# bee poop



## Michael Bush (Aug 2, 2002)

>I've been finding turds about an inch long in front of the hives that consist entirely of bee body parts. Are skunks the only ones that will eat bees and expel them in this manner, or are there other types of animals such as racoons that will clean up in front?

I haven't caught the raccons doing it, but I have caught skunks and 'possums.

I got so tired of it I just closed all the bottom entrances and made top ones. But I probably wouldn't drastically change things in the middle of winter. You might end up with a lot of bees coming back and can't find their way back before the chill of the evening sets in.

>All the bees are clustered and there aren't any scratch marks on the hives, so I am assuming whatever it is is just cleaning up the IQF (individually quick frozen) bees in front, but I am just concerned that whatever it is won't be so content with the frozen ones and want live fresh come spring.

I haven't had problems with either skunks or opposums during the winter, so I can't say for sure what's eating yours.

The skunks usually suck the juice out of them and spit them out. They leave little piles of soggy wet dead bees.


----------



## BULLSEYE BILL (Oct 2, 2002)

Weekend before last I found ALL my entrance reducers/mouse guards pulled out of the hives.

Two of my gums were torn open and the colonys ripped out and shreaded all over the ground.

I set the live trap before I left, and this last weekend I had the culprit, or one just like it, in the trap. A cute little black kitty with two white stripes on it's back. We went swimming in the creek.


----------



## naturebee (Dec 25, 2004)

I have seen pellets of bees in front of my hives and skunks. This link describes skunks leaving "fecal pellets full of bees." Probably not fecal but spit out is what is looks like to me. A sure way to tell which one would be to taste it.

### Task description:
Reproduce the passage of the bee poop thread that begins at the words "Weekend before last" and stops after "to taste it.", word for word.

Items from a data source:
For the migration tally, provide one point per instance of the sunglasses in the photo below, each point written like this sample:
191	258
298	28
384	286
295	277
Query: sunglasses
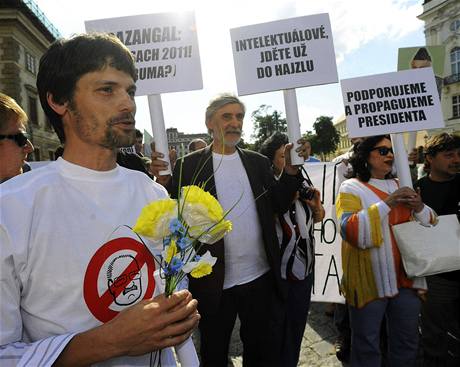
20	138
383	151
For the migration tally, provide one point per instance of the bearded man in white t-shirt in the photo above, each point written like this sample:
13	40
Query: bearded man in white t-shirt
67	266
246	280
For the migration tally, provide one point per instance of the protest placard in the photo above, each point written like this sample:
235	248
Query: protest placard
289	53
164	46
328	260
391	103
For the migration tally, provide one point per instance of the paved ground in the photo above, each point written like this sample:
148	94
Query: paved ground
317	346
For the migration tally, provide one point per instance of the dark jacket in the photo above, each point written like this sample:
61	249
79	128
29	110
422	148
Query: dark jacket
271	197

### Exercise result:
Weekend before last I found ALL my entrance reducers/mouse guards pulled out of the hives.

Two of my gums were torn open and the colonys ripped out and shreaded all over the ground.

I set the live trap before I left, and this last weekend I had the culprit, or one just like it, in the trap. A cute little black kitty with two white stripes on it's back. We went swimming in the creek.


----------



## naturebee (Dec 25, 2004)

I have seen pellets of bees in front of my hives and skunks. This link describes skunks leaving "fecal pellets full of bees." Probably not fecal but spit out is what is looks like to me. A sure way to tell which one would be to taste it.